#### GIVEN PROBLEM:
Which lines of the records below contain the string "treeline"? Report each of those lines in full, counting a match only when the case is the same.
BEGIN PROVIDED RECORDS
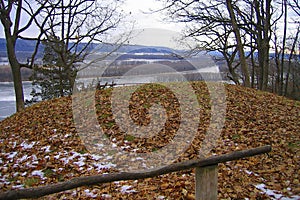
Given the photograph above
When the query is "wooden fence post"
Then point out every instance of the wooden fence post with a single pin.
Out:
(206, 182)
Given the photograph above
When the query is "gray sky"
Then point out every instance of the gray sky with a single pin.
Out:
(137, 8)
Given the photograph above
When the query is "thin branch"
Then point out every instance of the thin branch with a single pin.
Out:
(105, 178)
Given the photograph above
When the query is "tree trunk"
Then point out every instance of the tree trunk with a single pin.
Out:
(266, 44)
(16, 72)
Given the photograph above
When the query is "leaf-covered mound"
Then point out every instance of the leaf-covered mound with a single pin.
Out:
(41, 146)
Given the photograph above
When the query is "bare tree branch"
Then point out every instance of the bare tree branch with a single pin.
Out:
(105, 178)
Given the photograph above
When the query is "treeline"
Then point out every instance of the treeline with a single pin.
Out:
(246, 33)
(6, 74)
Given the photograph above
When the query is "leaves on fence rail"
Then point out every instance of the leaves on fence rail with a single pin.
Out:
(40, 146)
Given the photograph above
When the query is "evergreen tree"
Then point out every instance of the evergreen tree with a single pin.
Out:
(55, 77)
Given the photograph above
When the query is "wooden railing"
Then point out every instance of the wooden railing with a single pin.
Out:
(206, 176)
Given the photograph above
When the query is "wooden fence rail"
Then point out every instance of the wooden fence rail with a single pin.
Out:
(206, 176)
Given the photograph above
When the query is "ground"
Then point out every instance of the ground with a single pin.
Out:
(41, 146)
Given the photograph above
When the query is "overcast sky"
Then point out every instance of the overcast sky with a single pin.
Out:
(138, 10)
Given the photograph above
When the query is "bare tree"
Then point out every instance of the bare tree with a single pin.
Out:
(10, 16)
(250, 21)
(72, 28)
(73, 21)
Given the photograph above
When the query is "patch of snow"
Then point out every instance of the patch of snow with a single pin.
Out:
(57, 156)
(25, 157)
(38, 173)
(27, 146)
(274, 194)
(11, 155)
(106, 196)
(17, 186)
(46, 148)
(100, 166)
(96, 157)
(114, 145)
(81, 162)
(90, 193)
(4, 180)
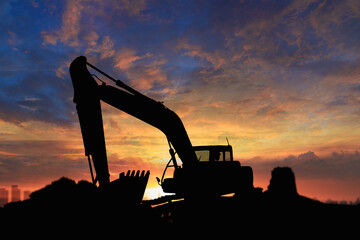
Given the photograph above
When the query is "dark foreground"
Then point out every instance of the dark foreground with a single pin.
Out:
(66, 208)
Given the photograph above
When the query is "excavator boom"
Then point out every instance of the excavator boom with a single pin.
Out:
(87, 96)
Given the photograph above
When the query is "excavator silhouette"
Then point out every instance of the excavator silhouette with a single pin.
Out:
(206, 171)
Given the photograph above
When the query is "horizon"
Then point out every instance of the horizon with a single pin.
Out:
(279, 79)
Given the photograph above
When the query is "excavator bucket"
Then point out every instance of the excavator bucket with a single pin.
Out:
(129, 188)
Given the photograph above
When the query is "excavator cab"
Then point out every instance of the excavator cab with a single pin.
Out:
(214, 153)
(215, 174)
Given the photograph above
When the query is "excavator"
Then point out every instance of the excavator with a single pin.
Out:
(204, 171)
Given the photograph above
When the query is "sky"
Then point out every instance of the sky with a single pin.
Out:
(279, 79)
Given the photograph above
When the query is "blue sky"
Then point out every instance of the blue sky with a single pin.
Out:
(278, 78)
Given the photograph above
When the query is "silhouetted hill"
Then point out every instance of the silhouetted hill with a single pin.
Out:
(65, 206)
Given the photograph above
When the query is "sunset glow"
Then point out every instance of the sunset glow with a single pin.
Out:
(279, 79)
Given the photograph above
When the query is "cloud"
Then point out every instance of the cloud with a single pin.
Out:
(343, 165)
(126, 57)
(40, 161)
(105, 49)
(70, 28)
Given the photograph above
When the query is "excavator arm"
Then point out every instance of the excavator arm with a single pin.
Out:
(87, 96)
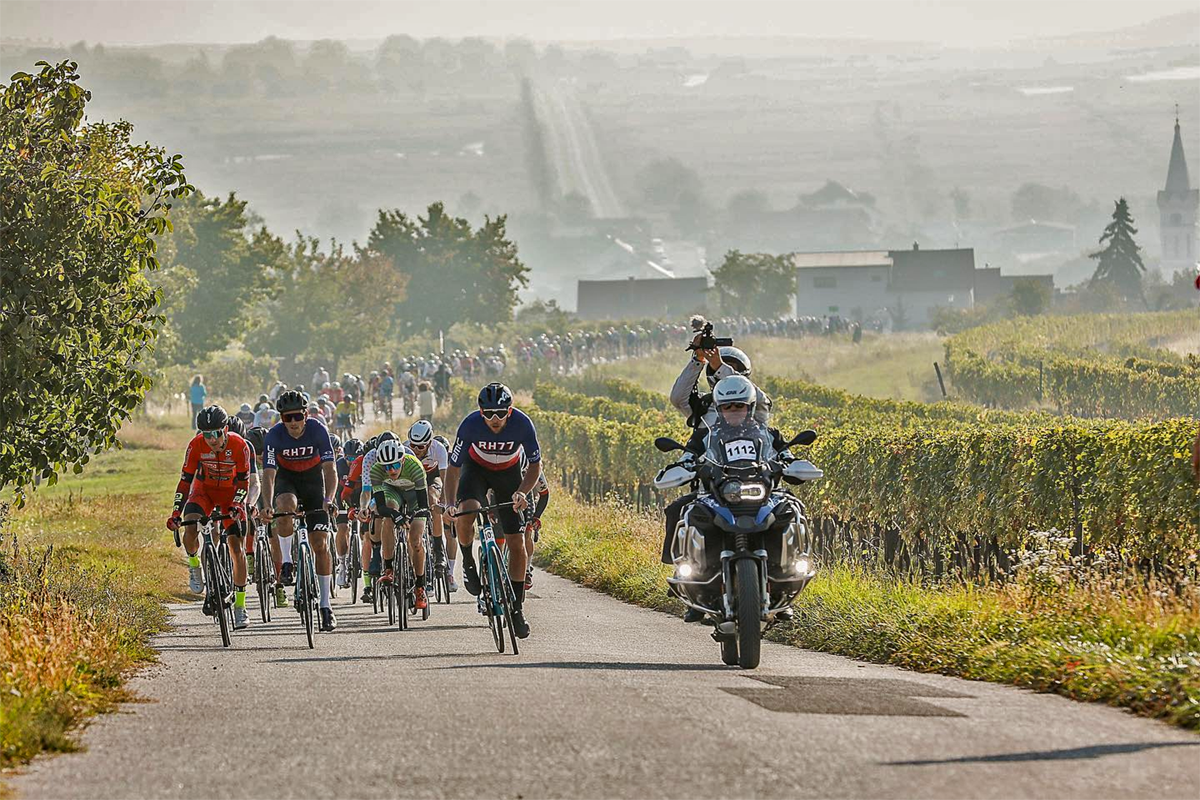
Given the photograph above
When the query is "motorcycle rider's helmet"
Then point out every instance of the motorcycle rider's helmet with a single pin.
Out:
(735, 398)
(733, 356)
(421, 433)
END PROVIDED RECORDS
BEGIN PROVIDED RECORDS
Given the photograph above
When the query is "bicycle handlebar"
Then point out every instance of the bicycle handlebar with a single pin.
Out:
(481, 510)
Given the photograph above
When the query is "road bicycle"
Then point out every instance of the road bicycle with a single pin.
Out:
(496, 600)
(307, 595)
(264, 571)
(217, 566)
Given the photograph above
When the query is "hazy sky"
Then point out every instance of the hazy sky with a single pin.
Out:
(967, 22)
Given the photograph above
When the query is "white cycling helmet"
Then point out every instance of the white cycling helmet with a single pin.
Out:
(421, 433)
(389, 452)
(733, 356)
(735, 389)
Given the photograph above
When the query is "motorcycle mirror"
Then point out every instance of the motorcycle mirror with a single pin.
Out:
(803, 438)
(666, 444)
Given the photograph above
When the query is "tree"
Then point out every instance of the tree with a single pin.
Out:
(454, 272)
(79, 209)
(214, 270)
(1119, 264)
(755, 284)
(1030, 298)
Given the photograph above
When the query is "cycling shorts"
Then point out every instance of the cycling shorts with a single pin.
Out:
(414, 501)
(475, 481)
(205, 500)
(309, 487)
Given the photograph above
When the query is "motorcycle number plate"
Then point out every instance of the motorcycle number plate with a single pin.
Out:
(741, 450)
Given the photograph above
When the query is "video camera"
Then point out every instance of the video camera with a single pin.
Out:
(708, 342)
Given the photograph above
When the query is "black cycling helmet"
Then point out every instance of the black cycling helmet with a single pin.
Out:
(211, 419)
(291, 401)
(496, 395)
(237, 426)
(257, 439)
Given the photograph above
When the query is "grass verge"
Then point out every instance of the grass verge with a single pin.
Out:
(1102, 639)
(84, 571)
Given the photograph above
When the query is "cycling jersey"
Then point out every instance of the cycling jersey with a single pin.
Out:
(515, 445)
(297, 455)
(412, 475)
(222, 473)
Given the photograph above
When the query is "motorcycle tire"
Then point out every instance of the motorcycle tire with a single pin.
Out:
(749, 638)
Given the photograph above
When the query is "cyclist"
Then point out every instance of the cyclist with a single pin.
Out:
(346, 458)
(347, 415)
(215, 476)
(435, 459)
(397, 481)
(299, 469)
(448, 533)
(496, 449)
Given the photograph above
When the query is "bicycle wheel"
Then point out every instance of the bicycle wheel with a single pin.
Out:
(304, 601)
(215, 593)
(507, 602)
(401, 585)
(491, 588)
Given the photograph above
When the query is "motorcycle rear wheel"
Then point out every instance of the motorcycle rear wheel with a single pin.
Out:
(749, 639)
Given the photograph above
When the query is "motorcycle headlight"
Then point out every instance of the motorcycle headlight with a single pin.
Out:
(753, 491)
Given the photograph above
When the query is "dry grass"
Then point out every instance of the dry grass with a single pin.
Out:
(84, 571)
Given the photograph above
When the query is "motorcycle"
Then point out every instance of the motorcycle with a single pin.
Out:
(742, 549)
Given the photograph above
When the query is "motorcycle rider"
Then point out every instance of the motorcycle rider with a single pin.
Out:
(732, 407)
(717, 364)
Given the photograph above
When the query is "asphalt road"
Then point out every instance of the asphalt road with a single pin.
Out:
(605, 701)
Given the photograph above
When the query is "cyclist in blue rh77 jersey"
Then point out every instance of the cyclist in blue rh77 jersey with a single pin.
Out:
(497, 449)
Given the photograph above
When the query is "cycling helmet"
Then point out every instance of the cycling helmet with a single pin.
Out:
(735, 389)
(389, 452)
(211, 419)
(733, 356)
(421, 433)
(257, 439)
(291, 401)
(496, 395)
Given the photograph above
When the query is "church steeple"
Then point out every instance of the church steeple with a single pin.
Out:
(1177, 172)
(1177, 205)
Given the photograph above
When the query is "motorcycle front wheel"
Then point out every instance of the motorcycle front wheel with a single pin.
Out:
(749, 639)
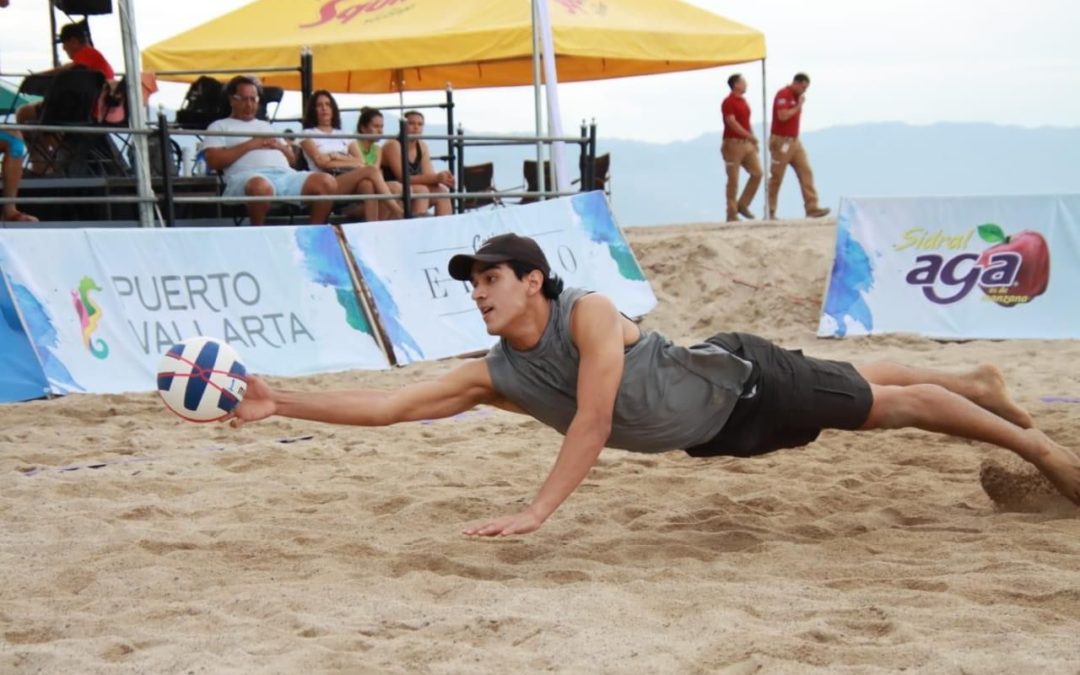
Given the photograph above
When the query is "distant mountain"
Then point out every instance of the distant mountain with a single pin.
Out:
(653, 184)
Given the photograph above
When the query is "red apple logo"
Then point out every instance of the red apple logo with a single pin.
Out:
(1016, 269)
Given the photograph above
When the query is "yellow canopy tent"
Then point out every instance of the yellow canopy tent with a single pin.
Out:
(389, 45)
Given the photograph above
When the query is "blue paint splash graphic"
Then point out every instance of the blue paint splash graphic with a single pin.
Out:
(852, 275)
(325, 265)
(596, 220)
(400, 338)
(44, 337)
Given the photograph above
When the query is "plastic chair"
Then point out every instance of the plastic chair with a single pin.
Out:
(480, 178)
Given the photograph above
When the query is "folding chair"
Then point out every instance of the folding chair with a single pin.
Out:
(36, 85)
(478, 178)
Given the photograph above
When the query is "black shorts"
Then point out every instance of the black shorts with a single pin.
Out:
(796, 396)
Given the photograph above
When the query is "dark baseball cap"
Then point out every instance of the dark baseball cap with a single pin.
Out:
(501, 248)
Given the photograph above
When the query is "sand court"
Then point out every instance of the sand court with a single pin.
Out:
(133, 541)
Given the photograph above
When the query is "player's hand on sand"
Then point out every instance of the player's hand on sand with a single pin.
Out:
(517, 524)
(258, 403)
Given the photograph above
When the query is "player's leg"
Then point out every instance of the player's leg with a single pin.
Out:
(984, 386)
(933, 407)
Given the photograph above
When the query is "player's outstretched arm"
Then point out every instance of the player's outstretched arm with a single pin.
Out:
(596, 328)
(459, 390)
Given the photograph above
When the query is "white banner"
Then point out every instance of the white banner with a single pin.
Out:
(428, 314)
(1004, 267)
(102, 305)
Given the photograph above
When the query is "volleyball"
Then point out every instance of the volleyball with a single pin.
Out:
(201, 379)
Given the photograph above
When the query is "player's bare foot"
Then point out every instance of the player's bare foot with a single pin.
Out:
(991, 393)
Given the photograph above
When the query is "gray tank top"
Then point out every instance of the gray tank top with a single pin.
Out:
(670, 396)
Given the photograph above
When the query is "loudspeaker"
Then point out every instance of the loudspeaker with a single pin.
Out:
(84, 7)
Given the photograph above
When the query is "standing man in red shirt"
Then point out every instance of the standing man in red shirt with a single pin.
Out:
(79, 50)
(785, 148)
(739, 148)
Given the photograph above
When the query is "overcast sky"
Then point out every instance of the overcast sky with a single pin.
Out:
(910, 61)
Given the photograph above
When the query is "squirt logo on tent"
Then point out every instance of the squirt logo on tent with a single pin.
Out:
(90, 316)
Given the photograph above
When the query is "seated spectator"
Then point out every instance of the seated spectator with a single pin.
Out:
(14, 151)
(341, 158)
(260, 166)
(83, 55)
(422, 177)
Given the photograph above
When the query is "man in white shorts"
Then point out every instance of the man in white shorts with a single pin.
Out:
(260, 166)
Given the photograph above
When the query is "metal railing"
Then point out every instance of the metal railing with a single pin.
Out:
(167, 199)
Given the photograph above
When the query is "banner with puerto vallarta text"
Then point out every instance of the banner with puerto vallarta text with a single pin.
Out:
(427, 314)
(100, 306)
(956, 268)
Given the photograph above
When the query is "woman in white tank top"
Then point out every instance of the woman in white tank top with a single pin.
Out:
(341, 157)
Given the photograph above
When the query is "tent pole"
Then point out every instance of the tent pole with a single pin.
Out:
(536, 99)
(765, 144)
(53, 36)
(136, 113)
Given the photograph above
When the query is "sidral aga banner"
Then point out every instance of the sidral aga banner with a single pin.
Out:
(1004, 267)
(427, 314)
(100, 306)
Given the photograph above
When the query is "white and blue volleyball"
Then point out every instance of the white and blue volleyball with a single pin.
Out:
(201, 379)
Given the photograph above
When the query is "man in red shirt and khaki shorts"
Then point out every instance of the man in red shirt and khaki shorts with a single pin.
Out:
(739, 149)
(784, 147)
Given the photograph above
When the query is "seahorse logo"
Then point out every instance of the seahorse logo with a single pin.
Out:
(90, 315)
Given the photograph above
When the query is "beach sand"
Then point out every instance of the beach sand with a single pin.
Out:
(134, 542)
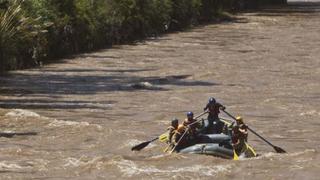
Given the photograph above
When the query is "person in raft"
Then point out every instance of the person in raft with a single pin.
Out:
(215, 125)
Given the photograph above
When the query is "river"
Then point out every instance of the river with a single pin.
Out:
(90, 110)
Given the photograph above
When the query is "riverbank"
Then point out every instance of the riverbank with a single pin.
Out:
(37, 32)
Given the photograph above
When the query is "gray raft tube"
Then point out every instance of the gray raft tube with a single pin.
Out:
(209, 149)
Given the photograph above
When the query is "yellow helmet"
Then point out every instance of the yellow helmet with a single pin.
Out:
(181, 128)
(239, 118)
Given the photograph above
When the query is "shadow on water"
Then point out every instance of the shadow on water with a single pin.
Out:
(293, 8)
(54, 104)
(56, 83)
END PROVIDED RECORDS
#### ANSWER TO THIS EXERCISE:
When the query is "treeline"
Then point out every instance of the treeline with a single pin.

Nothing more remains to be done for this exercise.